Print the line that contains "like [1143, 854]." and every line after it through the last line of the records below, exactly as written and nothing else.

(Data begins)

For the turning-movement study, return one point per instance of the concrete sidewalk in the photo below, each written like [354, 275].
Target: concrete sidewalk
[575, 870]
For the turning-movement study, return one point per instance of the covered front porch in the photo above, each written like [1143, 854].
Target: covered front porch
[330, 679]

(Data ends)

• **Solution to the exercise**
For the turning-movement study, return one point per instance of the covered front porch in the photo above, each written like [1143, 854].
Target: covered front porch
[330, 679]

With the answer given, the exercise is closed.